INFORMATION SHOWN.
* * * * *

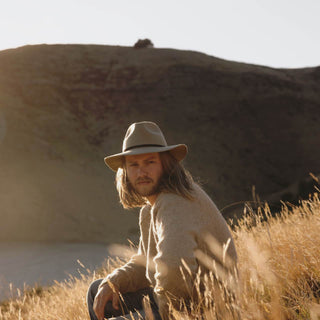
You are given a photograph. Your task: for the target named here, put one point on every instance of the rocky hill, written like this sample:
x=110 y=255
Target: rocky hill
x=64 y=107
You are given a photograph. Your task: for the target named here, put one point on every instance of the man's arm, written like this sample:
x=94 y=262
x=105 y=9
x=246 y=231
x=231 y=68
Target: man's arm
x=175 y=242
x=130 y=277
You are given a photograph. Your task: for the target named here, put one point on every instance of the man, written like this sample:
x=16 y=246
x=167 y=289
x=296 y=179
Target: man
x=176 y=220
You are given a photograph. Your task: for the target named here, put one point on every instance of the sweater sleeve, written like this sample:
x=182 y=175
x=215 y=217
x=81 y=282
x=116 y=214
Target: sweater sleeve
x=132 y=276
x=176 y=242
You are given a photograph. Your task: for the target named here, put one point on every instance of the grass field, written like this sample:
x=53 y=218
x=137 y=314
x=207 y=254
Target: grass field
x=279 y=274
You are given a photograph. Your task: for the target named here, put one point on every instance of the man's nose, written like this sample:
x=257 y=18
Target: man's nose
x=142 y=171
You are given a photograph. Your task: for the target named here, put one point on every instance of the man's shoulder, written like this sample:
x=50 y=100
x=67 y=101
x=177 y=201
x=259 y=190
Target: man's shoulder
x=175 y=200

* * * * *

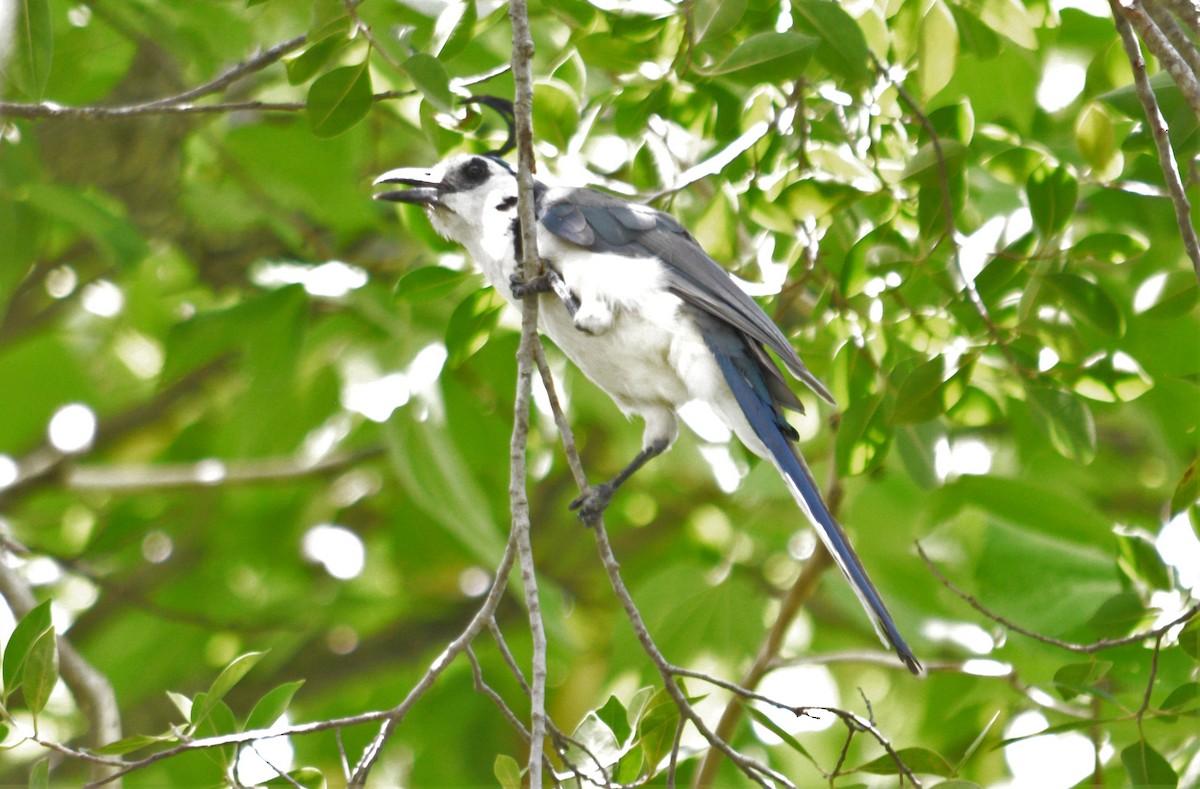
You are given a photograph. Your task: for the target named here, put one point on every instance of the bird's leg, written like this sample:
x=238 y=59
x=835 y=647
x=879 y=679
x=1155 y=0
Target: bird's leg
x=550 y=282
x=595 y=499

* * * * *

EXERCISE PROMPT. Arrange as a Markdown table with the columns Number and Line the lines starting with the one that contains "of the grass" and going on through the one that contains "x=142 y=171", both included. Number each line in order and leave out any blank lines.

OUTPUT OF THE EXERCISE.
| Number | Line |
|---|---|
| 1 | You are given a photograph. Your task: for the target named here, put one point on every instance of the grass field, written like this sample: |
| 2 | x=53 y=218 |
| 3 | x=137 y=314 |
| 4 | x=207 y=254 |
| 5 | Target: grass field |
| 6 | x=279 y=274 |
| 7 | You are given a photograph. Your task: for the target named here, put one point on every instance of the man's nose, written like this sample: |
| 8 | x=257 y=18 |
| 9 | Target: man's nose |
| 10 | x=142 y=171 |